Given exercise A:
Count the lines in the listing that contain the string "winter", and reply with that number alone.

Reading passage:
+-------+

TL;DR: SpamAssassin is hard to setup and train correctly (just like the rest of a server's mail-stack). However, once you get over this part, the results can be as good as gmail's.
> I've received no spam messages outside of those.
How protective are you of your email address? My email is posted all over the internet, but I haven't seen spam in gmail for at least 6 months--probably longer.
I have a huge spam problem with gmail. Someone sold my email + first name. Googles spam filters are simply powerless if you include a first name in the email. I've reported these as spam (several a day) for months at this point.
> Googles spam filters are simply powerless if you include a first name in the email
I think you're going to have to look elsewhere for a cause. Someone (probably several someones) sold out my email and first and full name. Gmail has no problem correctly categorizing all sorts of spam addressed to me by name.
I may have an explanation for that. Gmail is very good at detecting waves of spam mails while the wave is being sent out. Basically, a (bunch of) hacked server(s) start sending SPAM mails. After some messages google realizes that these servers have been hijacked and starts rejecting mails from them.
If your address happens to be among the first of the spammer's list, you will be hit by these emails. Otherwise when they send to your address google has already stopped accepting mails from that (those) ip(s) and you don't receive anything.
It looks like enjo's address comes way before than yours...
Whatever the cause is, it's still Google's fault/problem.
I too have a big gmail spam problem (related to my email address being very short and guessable), and mark as spam on average about 10-20 emails a day.
Err... because Google's spam filter is letting the message in? Seriously, it is a spam message, delivered to Google, and Google put it in the inbox instead of the spam filter. I don't know how much more clear cut it could be.

+-------+

Recorded information:

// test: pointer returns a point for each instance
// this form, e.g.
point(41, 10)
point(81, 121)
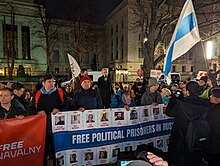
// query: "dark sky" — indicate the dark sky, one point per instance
point(64, 8)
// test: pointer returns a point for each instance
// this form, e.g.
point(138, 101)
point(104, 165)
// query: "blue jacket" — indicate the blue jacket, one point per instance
point(90, 99)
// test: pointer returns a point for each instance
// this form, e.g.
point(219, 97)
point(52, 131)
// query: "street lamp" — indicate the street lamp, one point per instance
point(209, 49)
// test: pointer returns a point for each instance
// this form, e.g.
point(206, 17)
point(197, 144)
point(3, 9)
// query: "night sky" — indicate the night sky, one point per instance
point(64, 8)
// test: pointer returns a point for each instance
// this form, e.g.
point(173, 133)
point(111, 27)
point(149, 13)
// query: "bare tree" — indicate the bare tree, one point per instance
point(9, 39)
point(48, 33)
point(157, 18)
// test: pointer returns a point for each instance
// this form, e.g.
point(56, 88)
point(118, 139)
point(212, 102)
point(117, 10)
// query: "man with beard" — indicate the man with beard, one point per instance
point(193, 106)
point(105, 88)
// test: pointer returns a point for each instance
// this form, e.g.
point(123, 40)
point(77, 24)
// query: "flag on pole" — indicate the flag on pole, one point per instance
point(185, 36)
point(74, 66)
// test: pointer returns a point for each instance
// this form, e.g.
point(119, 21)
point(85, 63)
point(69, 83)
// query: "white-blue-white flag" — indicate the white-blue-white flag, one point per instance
point(185, 36)
point(74, 66)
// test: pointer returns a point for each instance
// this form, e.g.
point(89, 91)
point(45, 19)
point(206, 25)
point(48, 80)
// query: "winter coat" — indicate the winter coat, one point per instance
point(88, 99)
point(12, 112)
point(148, 98)
point(76, 84)
point(213, 116)
point(178, 151)
point(106, 90)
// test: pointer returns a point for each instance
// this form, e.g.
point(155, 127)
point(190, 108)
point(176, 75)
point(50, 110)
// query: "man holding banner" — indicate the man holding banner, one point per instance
point(49, 100)
point(7, 109)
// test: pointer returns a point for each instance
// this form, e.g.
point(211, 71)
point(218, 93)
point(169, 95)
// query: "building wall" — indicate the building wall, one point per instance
point(24, 15)
point(125, 70)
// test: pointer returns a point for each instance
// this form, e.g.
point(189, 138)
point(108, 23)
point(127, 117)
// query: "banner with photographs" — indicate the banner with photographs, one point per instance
point(96, 137)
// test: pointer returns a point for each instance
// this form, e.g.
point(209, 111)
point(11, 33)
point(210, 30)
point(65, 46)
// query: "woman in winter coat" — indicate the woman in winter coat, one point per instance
point(86, 98)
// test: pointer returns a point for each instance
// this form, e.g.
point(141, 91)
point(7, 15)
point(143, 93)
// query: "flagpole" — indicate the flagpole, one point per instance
point(205, 57)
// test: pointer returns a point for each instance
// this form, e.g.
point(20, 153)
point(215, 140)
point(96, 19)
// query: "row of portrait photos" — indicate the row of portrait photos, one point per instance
point(76, 120)
point(105, 154)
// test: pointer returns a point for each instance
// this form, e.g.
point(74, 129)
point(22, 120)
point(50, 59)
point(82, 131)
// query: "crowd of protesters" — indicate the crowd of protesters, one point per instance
point(49, 97)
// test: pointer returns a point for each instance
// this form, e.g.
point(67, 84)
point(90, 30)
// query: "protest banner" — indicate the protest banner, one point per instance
point(22, 141)
point(99, 142)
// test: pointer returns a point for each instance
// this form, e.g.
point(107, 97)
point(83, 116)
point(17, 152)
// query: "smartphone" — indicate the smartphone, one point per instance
point(124, 163)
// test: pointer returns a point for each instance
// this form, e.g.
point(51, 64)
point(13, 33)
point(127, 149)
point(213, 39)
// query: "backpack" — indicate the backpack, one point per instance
point(198, 132)
point(115, 101)
point(37, 96)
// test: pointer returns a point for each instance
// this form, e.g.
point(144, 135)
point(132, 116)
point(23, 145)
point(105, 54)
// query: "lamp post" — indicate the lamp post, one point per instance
point(209, 52)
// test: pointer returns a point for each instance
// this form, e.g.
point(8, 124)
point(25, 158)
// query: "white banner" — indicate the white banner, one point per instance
point(96, 137)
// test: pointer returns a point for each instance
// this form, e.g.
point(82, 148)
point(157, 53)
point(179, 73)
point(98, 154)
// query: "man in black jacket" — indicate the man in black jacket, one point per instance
point(7, 108)
point(105, 88)
point(193, 106)
point(46, 101)
point(213, 116)
point(18, 100)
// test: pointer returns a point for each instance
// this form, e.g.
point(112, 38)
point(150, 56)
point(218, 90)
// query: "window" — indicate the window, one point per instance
point(10, 40)
point(122, 40)
point(122, 54)
point(183, 68)
point(25, 42)
point(116, 55)
point(214, 67)
point(56, 55)
point(55, 36)
point(191, 69)
point(66, 36)
point(190, 55)
point(57, 70)
point(174, 68)
point(140, 53)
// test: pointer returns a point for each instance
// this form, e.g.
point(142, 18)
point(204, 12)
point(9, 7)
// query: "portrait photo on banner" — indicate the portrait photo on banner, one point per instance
point(104, 118)
point(90, 118)
point(75, 121)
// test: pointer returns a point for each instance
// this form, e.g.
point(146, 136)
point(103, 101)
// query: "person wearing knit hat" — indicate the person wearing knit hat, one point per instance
point(86, 98)
point(205, 87)
point(152, 95)
point(85, 78)
point(165, 94)
point(213, 152)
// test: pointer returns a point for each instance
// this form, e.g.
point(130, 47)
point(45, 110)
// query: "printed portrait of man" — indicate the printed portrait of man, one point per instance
point(128, 149)
point(90, 119)
point(73, 158)
point(115, 152)
point(145, 112)
point(89, 156)
point(133, 114)
point(75, 119)
point(60, 160)
point(156, 111)
point(104, 117)
point(103, 154)
point(59, 120)
point(119, 115)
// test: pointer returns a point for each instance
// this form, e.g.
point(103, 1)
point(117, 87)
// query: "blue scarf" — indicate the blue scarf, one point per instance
point(43, 91)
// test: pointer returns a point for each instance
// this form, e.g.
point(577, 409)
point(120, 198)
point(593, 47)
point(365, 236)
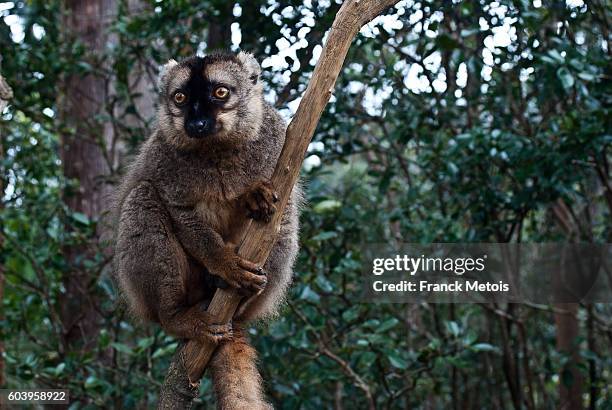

+-------+

Given exercise B:
In the spam discussion, how many emails a day does the commenter with a short, guessable address mark as spam on average?

Correct response A:
2

Correct response B:
About 10 to 20 emails a day.